* _Document excerpt_
The Flexible Persona is a biweekly literary journal that publishes fiction in audio and print format through our website, iTunes, and iBooks.

Editor Alexander B. Hogan has always been enamored by the secret worlds he first glimpsed in stories as a child. When he is not found inside a restaurant, he is dividing his time between travel, photography, and writing. Some of the authors he has admired over the years include J.G. Ballard, Ursula Le Guin, Armistead Maupin, Andrzej Stasiuk, and William S. Burroughs.

Interview by Laura Jean Schneider

How did you become involved with The Flexible Persona? Can you expand on this blurb, taken from the website: “A creative space where readers, writers, composers and listeners interact”?

Cheska Avery Lynn and I started The Flexible Persona after a lot of conversations about writing and literature and creativity. The title of the journal is actually a term from Jungian psychology relating to a person’s strategy for fitting into the world while remaining themselves. And a lot of our interest is in finding character-driven stories about people surviving a very dehumanizing world—finding a niche, even. As we started evolving, it occurred to us that the journal, itself, could be such a place or niche.

[Records from a data collection]
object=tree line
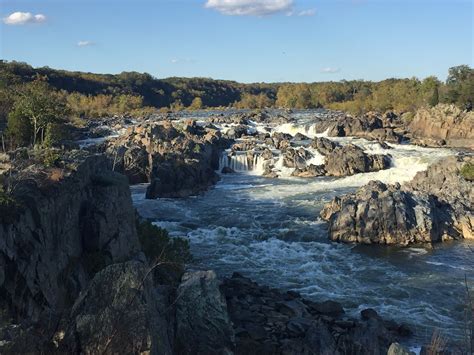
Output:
[0,61,474,149]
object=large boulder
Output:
[59,261,173,354]
[320,157,474,245]
[0,151,140,321]
[325,144,390,176]
[408,105,474,148]
[175,271,234,354]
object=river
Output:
[132,110,474,343]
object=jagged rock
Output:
[408,105,474,148]
[222,273,400,355]
[291,164,326,178]
[175,271,234,354]
[325,144,390,176]
[107,121,231,198]
[0,152,140,321]
[283,148,312,169]
[321,157,474,245]
[221,166,235,174]
[387,343,415,355]
[311,137,340,155]
[59,261,172,354]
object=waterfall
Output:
[219,152,265,175]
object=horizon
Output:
[0,0,473,84]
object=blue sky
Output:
[0,0,474,82]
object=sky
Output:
[0,0,474,82]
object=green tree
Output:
[8,79,67,145]
[189,96,202,110]
[445,65,474,109]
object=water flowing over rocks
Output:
[108,121,230,198]
[324,144,390,176]
[408,105,474,148]
[222,273,412,354]
[321,157,474,245]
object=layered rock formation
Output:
[321,157,474,245]
[408,105,474,148]
[108,121,230,198]
[222,273,410,355]
[0,152,139,320]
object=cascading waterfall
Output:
[219,152,265,175]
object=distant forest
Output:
[0,61,474,117]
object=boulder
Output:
[59,261,173,354]
[325,144,390,176]
[175,271,234,354]
[408,105,474,148]
[320,157,474,245]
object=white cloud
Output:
[205,0,293,16]
[3,12,46,25]
[298,9,316,16]
[77,41,95,47]
[321,67,341,74]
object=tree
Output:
[428,87,439,107]
[8,79,67,145]
[444,65,474,109]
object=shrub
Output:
[460,162,474,181]
[137,221,191,266]
[0,186,20,224]
[42,149,61,168]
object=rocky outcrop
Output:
[62,261,173,354]
[222,273,407,355]
[175,271,234,354]
[324,144,390,176]
[0,151,140,320]
[408,105,474,148]
[321,157,474,245]
[108,121,230,198]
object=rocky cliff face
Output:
[0,152,139,319]
[108,121,233,198]
[321,157,474,245]
[408,105,474,148]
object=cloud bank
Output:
[205,0,293,16]
[3,11,46,25]
[77,41,95,47]
[321,67,341,74]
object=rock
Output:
[325,144,390,176]
[311,301,344,317]
[311,137,340,155]
[60,261,172,354]
[175,271,234,354]
[360,308,380,320]
[321,157,474,245]
[221,166,235,174]
[387,343,415,355]
[107,121,233,198]
[408,105,474,148]
[0,151,140,321]
[291,164,326,178]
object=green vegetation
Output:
[0,186,20,224]
[460,162,474,181]
[0,61,474,149]
[137,221,191,267]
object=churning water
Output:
[132,112,474,348]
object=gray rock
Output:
[176,271,234,354]
[60,261,172,354]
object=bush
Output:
[137,221,192,266]
[41,149,61,168]
[460,162,474,181]
[0,186,20,224]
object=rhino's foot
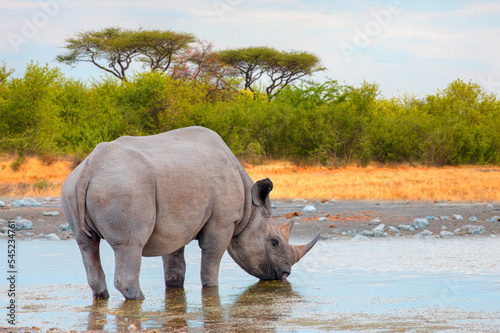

* _Stated problem A_
In the interview about The Flexible Persona, what does the journal's title refer to?
* _Stated problem B_
Resume the interview about The Flexible Persona after its last sentence.

* _Response A_
It is a term from Jungian psychology for a person's strategy for fitting into the world while remaining themselves.

* _Response B_
Maybe it is even an experiment in re-humanization. We wanted a space that isn’t commercial or status driven — two of the primary ways everyone is being dehumanized these days. It is a space for creative expression and taking joy in that expression. A space where new and experienced writers can interact. It should also be a space for experimentation, chances, accidents and discoveries.

How do you feel The Flexible Persona differs from other online literary journals?

We are very multimodal right now. You can read the work through iBooks. Our ePubs actually include audio versions of the story. In those audio broadcasts, we let listeners not only hear the authors reading their own work, but also encounter this interplay with experimental and minimalist composers and sound artists. I think the end result is powerful. We offer an invitation through sound to turn inward and experience other worlds.

What percentage of previously unpublished writers do you debut per issue?

I think maybe half of the stories published this year have been first-time publications. I couldn’t tell you which ones off the top of my head.

What is the key element in your ideal submission?

I look for a story that captures something true about the experience of living. I really like Herzog’s concept of the ecstatic truth. I believe there is something like that in writing.

The worst thing a submitter can do?

Eat packaged foods. It turns out they’re really not healthy. Apart from that, I would say the worst thing that can happen is for a submitter to take a rejection personally.

What inspired your first published short story, “The Dulcimer?” How long had you been submitting to literary magazines before your piece was selected this March? (And congratulations!)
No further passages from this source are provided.